[Quoted passage Boundary: Start]

Trans and gender-diverse people have always existed. In every culture, people defy the rigidity of binary sex. 

Looking through the history of how people view and express gender identity, the following cycle tends to repeat itself:

  1. Powerful people view individual autonomy and expression as a challenge to their authority. 
  2. They incite moral panic to marginalize and eradicate trans people. 
  3. This ultimately fails. 
  4. They assimilate gender diversity into the larger culture. 
  5. A new group attempts to gain power. 
  6. Begin again at step one.

This cycle has persisted for millennia. Though it’s nowhere near exhaustive, this article takes a look at the history of gender identity around the globe to show how it isn’t the new phenomenon conservative personalities would have you think it is.

What Is Gender Identity?

Gender identity is an individual’s internal experience of their gender. Regardless of outward appearance, gender identity has to do with how a person feels inwardly. 

Cisgender people identify with their assigned gender at birth. These are either assigned male at birth (AMAB) or assigned female at birth (AFAB), but the gender assigned to you at birth may not be the one you agree with.

Transgender people do not align with their assigned gender to varying degrees. 

  • Binary Trans — A trans man or woman who identifies primarily with a binary gender. 
  • Trans-Masc — Short for transgender masculine. A nonbinary person who identifies mostly with masculinity.
  • Trans-Femme — Short for transgender feminine. A nonbinary person who identifies mostly with femininity. 
  • Nonbinary — An umbrella term for those who do not fully identify with either binary gender. 
  • Agender — Someone who does not identify with the concept of gender whatsoever.

For many, these terms are new and may seem confusing, but it’s really quite straightforward  —  nobody can tell you who you are but you.

What is the Difference Between Gender & Sexual Identity?

Sex is a classification of physical and physiological features we’ve assigned meaning to. Gender is a culturally-created social categorization defined by a set of behaviors and roles. 

Judith Butler referred to fulfilling these social expectations as the “performance of gender” [1]. Gender and how a person expresses it is up to each individual, as opposed to sex which is more of a definition based on scientific criteria.

Gender isn’t alone in not being a binary system; even sex extends beyond two choices. Sexual chromosomes  —  the genes responsible for determining sex  —  have dozens of potential combinations and physical expressions. 

Intersex people  —  who have a combination of gendered features  —  make up anywhere from 1.5–3% of the population [2]. Gender essentialists believe gender is the inevitable social result of sex, which is historically and scientifically incorrect.

Who Invented The Gender Binary?

[Quoted passage Boundary: End]
[Supplied data Boundary: Start]

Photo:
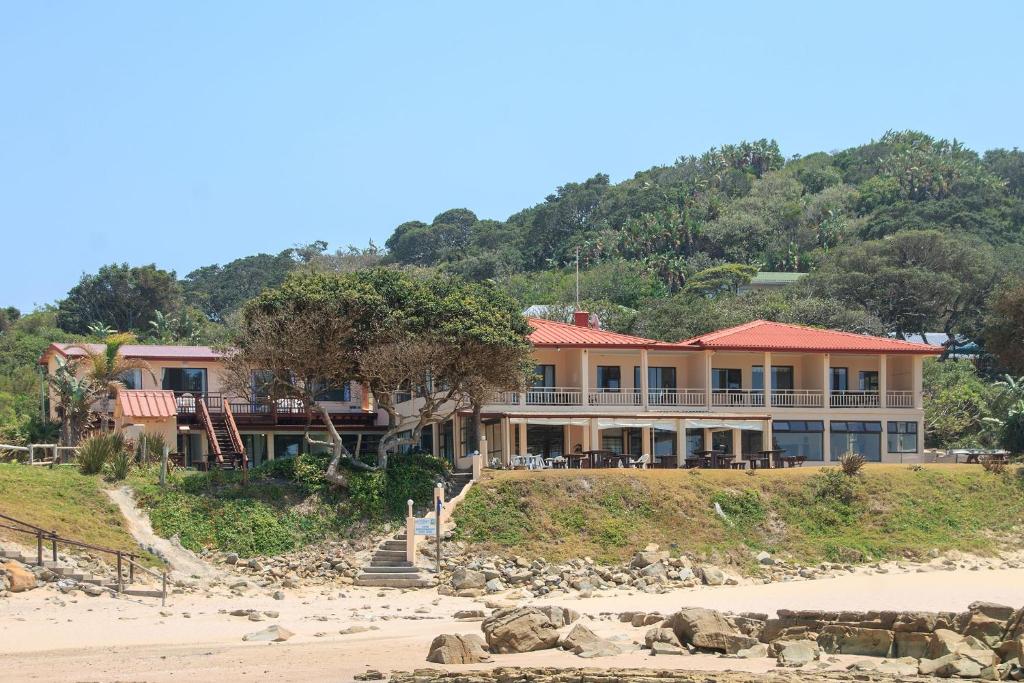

[Supplied data Boundary: End]

Continue the article on the history of gender identity from the point where it stops, beginning with the section under its final heading.

▶ **Result for this task**
No one individual invented the gender binary. A series of events have dwindled the expansive potential of human identity to male or female, starting with European aristocrats putting a pseudo-scientific spin on the Divine Right of Kings. 

Pre-Enlightenment scholars used a one-sex model of gender. Male and female anatomy were different manifestations of a single body. Various ancient cultures viewed sex as something unstable, believing temperature and moisture levels could change a baby’s sex or feminize a man [3].  

In the 17th century, Enlightenment thinkers shifted to the two-sex model of gender, favoring “rationalism” above all previous social, religious, and political ideas. Victorian academics formalized the modern gender binary in the 19th century.

Ancient & Early Modern Enforcement of Gender Roles 

While there are many cultures throughout the world with an array of gender identities, enforcement of the binary has also been around for a while. From the dawn of agriculture to the formation of most modern religions, people have found reasons to oppress identities different from their own.

How Ancient Cultures Enforced Gender Roles

Pre-Christian agrarian cultures enforced gender roles through the value of reproduction. Relative masculinity or femininity, sexual orientation, or gendered labor were secondary.  

The more children a man could produce, the more labor he had at his disposal. In an agricultural society, this improves and raises his social status with each harvest.

In 77 BCE, an ancient Roman court denied inheritance to a third-gender priest of Cybele, who had undergone ritual castration. The court ruled they had “voluntarily mutilated [them]self” and did not count “among either men or women [4].” 

It’s important to note the language used to stigmatize proto-gender affirmation surgery. “Voluntary mutilation” is the same language modern right-wing politicians use to deny gender-affirming care to trans people.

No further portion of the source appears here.